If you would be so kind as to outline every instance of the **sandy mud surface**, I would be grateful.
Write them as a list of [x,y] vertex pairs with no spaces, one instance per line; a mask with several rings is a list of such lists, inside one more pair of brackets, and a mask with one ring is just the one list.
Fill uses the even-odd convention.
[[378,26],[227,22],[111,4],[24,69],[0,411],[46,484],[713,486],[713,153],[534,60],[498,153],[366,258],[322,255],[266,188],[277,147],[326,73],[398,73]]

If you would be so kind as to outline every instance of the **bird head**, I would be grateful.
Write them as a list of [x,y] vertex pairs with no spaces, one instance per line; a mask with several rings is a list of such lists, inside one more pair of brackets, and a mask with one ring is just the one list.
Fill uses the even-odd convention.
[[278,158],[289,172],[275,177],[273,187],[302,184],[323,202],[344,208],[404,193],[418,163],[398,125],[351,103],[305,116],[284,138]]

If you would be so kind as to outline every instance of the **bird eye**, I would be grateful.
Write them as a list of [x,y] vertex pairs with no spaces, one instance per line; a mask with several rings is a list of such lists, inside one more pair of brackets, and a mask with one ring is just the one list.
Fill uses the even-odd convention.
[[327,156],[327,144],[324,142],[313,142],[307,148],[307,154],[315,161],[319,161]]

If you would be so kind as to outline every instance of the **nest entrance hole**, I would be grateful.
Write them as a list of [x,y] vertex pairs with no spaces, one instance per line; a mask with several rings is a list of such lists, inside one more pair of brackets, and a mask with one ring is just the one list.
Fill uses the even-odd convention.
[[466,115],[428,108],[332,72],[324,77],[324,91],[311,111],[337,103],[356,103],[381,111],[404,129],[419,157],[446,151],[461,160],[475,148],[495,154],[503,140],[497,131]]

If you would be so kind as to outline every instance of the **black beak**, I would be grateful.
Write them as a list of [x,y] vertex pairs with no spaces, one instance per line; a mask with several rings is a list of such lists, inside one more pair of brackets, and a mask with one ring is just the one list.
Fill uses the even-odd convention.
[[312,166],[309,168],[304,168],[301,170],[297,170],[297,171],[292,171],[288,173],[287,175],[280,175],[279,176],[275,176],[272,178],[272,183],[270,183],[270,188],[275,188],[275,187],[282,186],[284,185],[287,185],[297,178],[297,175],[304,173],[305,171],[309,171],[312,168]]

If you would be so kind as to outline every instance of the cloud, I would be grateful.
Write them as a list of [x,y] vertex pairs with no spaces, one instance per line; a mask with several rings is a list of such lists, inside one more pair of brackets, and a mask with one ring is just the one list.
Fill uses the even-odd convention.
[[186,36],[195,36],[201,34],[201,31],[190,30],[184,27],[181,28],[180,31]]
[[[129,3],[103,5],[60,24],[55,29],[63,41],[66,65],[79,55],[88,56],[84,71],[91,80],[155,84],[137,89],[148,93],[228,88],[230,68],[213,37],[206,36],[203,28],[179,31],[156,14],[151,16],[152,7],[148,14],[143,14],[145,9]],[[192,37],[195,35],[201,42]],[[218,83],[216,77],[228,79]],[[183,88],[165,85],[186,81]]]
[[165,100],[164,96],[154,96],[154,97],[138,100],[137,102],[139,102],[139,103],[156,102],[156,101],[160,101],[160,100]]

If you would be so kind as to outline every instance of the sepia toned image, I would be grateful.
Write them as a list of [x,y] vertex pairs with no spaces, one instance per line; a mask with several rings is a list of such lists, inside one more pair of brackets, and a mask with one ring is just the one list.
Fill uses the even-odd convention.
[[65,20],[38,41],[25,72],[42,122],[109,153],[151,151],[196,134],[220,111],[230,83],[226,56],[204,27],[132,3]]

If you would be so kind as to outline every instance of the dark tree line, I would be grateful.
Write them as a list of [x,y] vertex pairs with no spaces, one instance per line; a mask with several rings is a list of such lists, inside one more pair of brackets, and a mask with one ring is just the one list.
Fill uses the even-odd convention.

STATED EXERCISE:
Format the lines from the one containing "line, I would be grateful." through the end of the items as a numbered list, leaving out any blank lines.

RESULT OF THIS TASK:
1. If you would be so kind as to outline every instance of the dark tree line, I would be grateful.
2. Write them as a list of [x,y] vertex pairs with no spaces, one instance per line; a mask with several rings is a list of such lists, inside one more pair of brackets, and a mask with one ring is just the one list.
3. Fill uses the even-odd convention.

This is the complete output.